_Work required_
In the reply below about localizing locale names, how many locales does the quoted message say the project already has?

_Source excerpt_
________________________

Re: how should we localize locale names?


Subject: Re: how should we localize locale names?
From: Tim Allen (tim@proximity.com.au)
Date: Thu Mar 08 2001 - 03:40:30 CST


>In scanning the recent code mods for the new lang property, I noticed
>that we're using the stringset mechanism for user-visible locale names.

You beat me to it, Paul, as soon as I saw the dialog screenshot I started
wondering about exactly this.

>Three comments:

>1. If this is desirable, ...
>-------------------------
>... then we should at least make translators lives saner by using more
>meaningful names -- eg, LANG_EN_US instead of LANG_3.

Well, that would be a step forward, but much better is the suggestion
below.

>2. Is this in fact desirable?
>------------------------------

>We're already at 25 locales and growing, which suggests that we'd need
>N-squared localizations of these locale names. For example, with just
>three locales, you'd need 9 user-visible strings:

>While it's fun to play games with Babelfish, this certainly seems like it
>could get out of hand pretty rapidly.

Absolutely!! This is _not_ the way to go... I'll even go so far as to say
that I will not provide id-ID translations for the names of all of
AbiWord's supported languages, whatever Owen Stenseth's perl script says.

>3. If this isn't desirable, ...
>----------------------------
>... then one alternative I've repeatedly suggested is to just report the
>localized name for that language *in* that language. Thus, you'd have:

> English -- United States (en-US)
> Francais -- France (fr-FR)
> Deutsch -- Deutschland (du-DE)

_Definitely_ the way to go, IMHO.

>The theory is that it's OK to have localized text here, because if you
>don't recognize the name of the language *in* that language, you're
>unlikely to be using it in your documents.

Which sounds like a pretty good theory to me.

>Plus which, it makes it far more likely that translations will be
>up-to-date. I doubt that Sioux or Catalan even *have* names for each
>other's languages, and defaulting both to en-US seems unpleasant.

Also a good point, but hardly necessary, as the previous argument was more
than adequate to demolish any possible opposition :).

>bottom line
>-----------

>I'd like to propose that we add a special case to the existing strings
>file format to include the *name* of that locale *in* that
>language. Then, when initializing the XAP_Language class, we can scan
>those strings files and just pluck out this one description.

The general idea is definitely good. But like Dom, I have slight
reservations about adding an extra wrinkle to the way our string sets get
used. This would imply that every language string set would be at least
partially loaded. I still like the idea of moving to gettext at some point
in the medium-term future; I actually would like to implement that myself,
except for minor impediments like work, moving house, a wife and son etc
etc etc :-). Adding more cruft to the existing model would seem to make
such a transition more difficult. Is there some other paradigm we can use?
We certainly don't want to have to do anything as silly as temporarily
switching locales to resolve the language name, then switching back.

________________________

_Dataset entries_
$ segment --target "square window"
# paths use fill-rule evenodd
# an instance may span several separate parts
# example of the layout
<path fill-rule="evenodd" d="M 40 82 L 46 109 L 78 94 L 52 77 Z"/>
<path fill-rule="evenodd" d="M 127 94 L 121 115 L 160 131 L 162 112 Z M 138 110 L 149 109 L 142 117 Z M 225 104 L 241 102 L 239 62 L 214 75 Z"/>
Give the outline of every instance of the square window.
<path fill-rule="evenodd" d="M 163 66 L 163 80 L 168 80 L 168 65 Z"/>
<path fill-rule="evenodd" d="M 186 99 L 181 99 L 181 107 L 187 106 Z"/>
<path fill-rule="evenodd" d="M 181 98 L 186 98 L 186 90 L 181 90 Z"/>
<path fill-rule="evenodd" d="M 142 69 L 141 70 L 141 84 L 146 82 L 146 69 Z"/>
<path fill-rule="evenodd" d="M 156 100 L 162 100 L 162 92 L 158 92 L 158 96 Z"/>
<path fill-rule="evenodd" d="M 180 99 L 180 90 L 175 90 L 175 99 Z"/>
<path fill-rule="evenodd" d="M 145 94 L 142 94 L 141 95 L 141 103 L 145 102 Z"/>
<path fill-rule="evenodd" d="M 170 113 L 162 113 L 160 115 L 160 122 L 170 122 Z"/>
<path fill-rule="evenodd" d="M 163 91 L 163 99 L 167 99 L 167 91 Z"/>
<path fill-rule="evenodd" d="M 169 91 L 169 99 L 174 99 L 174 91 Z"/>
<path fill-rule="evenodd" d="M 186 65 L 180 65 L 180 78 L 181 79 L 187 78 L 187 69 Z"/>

________________________

_Written solution_
25 locales, and growing.